Текст для задания:
┄┄┄┄┄┄┄┄┄┄┄┄┄┄┄┄┄┄┄┄

Какая роль во всем этом отведена далекому другу? Он неустроен, в нем есть нечто чуждое, авантюрное. Кроме того, он одинокий неудачник, но главное – типичный холостяк.
Кафка чувствовал, что этот мир его манит. Этим объясняется его благосклонность к гениальному беспризорнику Ицхаку Леви, которого отец не желал видеть в их доме. Некоторые черты Ицхака, только что сумевшего выбраться из трудной ситуации, Кафка, несомненно, перенес на далекого друга. Со щемящим чувством – так сказано в рассказе – Георг видит перед собой образ друга, «затерянного в далекой России, <…> в дверях пустого, разграбленного магазина. Сейчас он стоял среди обломков полок, растерзанных товаров, рушащейся арматуры». Перед нами мир погромов, который Ицхак Леви знал по собственному опыту и о котором он рассказывал Кафке.
Но это еще и мир смятения, опасных глубин писательства, о чем Кафка упомянет в одном из поздних писем Максу Броду: в этом мире приходится иметь дело с «темными силами», с «вырвавшимися на свободу духами», с «сомнительными объятиями и всем прочим, что оседает вниз и чего уже не знаешь наверху»[79].
Бездомный и далекий друг метафорически связан именно с этой сферой – сферой письма, а потому принадлежит миру совершенно иному, нежели мир отца. Но как в таком случае объяснить особую связь между отцом и далеким другом?
Если отталкиваться от биографического контекста, ответ мог бы звучать так: для Кафки письмо – это жизненная сила, противодействующая силе отца. Писательство давало ему убежище от сверхсильного отца. Но он также понимал, что человек привязан к своей противоположности, а потому и в писательстве отец тоже присутствует. В «Письме к отцу» Кафка называет свое творчество «намеренно оттягиваемым прощанием с Тобой».

┄┄┄┄┄┄┄┄┄┄┄┄┄┄┄┄┄┄┄┄

Фрагмент материала:

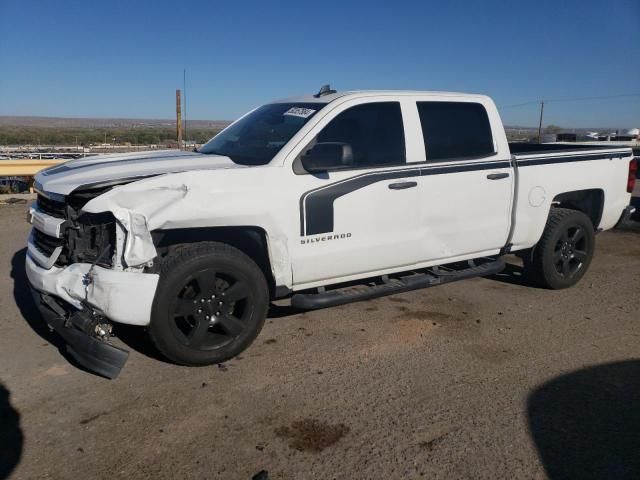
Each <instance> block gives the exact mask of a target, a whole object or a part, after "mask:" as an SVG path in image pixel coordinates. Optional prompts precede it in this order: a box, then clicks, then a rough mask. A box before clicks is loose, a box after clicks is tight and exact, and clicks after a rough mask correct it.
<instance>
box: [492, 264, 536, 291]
mask: <svg viewBox="0 0 640 480" xmlns="http://www.w3.org/2000/svg"><path fill="white" fill-rule="evenodd" d="M505 261H506V262H513V263H507V264H506V265H505V267H504V270H503V271H501V272H500V273H496V274H495V275H489V276H488V277H485V278H488V279H489V280H495V281H496V282H501V283H509V284H511V285H521V286H525V287H532V288H535V285H533V284H532V283H531V282H529V280H528V279H527V277H526V276H525V274H524V268H522V266H520V265H518V264H516V263H515V262H516V261H517V260H511V259H505Z"/></svg>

┄┄┄┄┄┄┄┄┄┄┄┄┄┄┄┄┄┄┄┄

Задание:
Перепишите слово в слово отрывок из текста о Кафке, начиная с «Но это еще и» и заканчивая «и далеким другом?».

Ответ:
Но это еще и мир смятения, опасных глубин писательства, о чем Кафка упомянет в одном из поздних писем Максу Броду: в этом мире приходится иметь дело с «темными силами», с «вырвавшимися на свободу духами», с «сомнительными объятиями и всем прочим, что оседает вниз и чего уже не знаешь наверху»[79].
Бездомный и далекий друг метафорически связан именно с этой сферой – сферой письма, а потому принадлежит миру совершенно иному, нежели мир отца. Но как в таком случае объяснить особую связь между отцом и далеким другом?